▸ Rows
+-------+

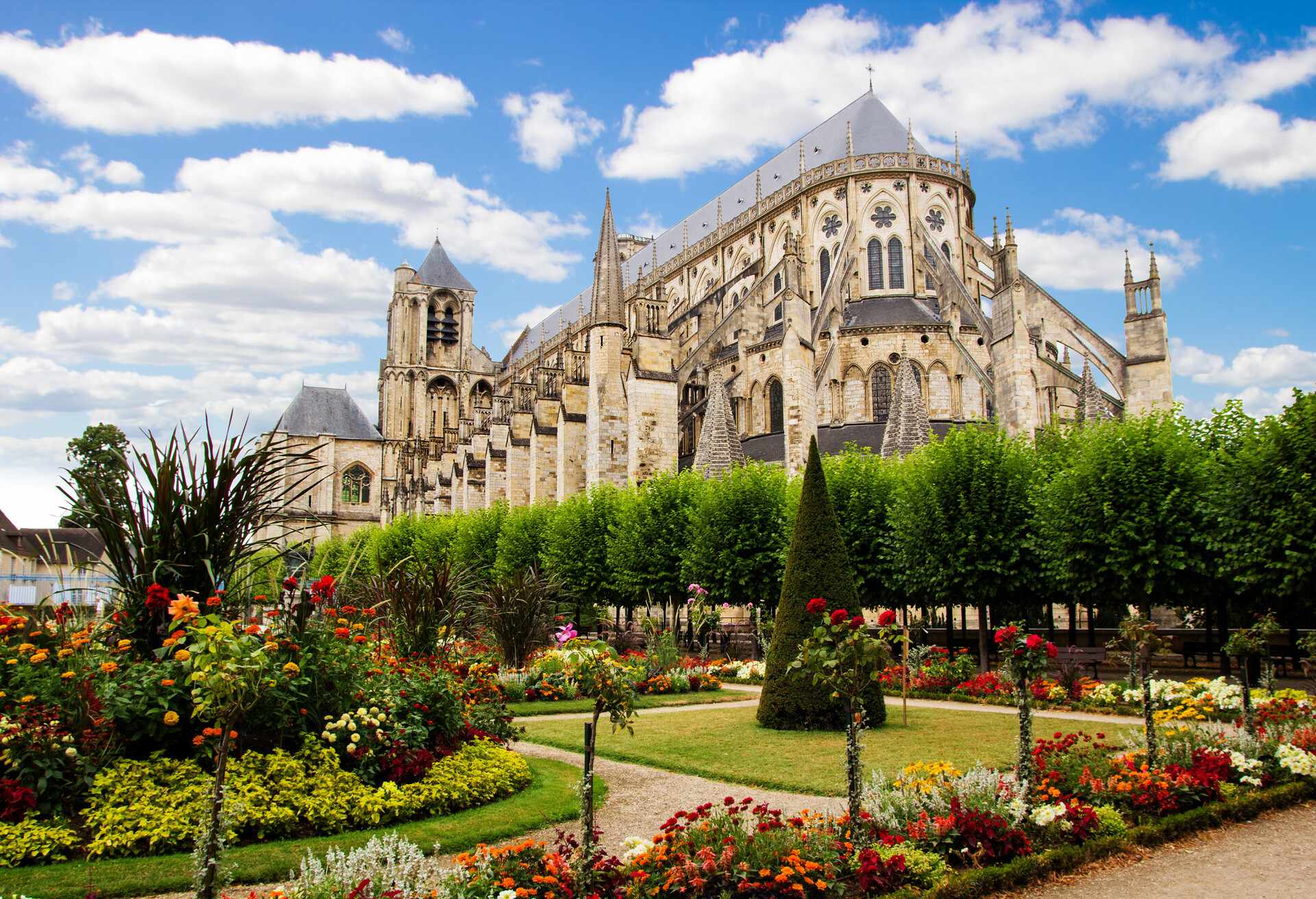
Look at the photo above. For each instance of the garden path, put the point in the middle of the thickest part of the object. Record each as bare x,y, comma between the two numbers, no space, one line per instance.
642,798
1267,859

+-------+

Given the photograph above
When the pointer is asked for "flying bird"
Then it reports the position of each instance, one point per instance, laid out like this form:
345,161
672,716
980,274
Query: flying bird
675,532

+-------+

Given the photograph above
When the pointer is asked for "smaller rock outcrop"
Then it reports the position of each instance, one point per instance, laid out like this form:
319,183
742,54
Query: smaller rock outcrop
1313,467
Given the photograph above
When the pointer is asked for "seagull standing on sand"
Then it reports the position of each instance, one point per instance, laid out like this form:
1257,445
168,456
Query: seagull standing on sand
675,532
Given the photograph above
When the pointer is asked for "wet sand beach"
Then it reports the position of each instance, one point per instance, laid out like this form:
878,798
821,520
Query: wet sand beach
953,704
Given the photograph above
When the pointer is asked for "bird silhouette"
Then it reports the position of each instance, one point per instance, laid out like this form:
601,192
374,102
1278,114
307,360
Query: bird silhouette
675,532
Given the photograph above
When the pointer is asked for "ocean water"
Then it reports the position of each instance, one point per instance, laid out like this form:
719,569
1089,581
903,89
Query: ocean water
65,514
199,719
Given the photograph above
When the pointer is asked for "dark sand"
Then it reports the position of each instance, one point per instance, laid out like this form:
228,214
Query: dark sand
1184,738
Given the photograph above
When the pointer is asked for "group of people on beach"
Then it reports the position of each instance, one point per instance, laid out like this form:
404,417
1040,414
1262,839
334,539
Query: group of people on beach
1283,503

+-------+

Report every line of the data above that contains the word "water", copying each such line in full.

▸ Result of this task
When the pointer is asked for "ocean water"
Query: ocean water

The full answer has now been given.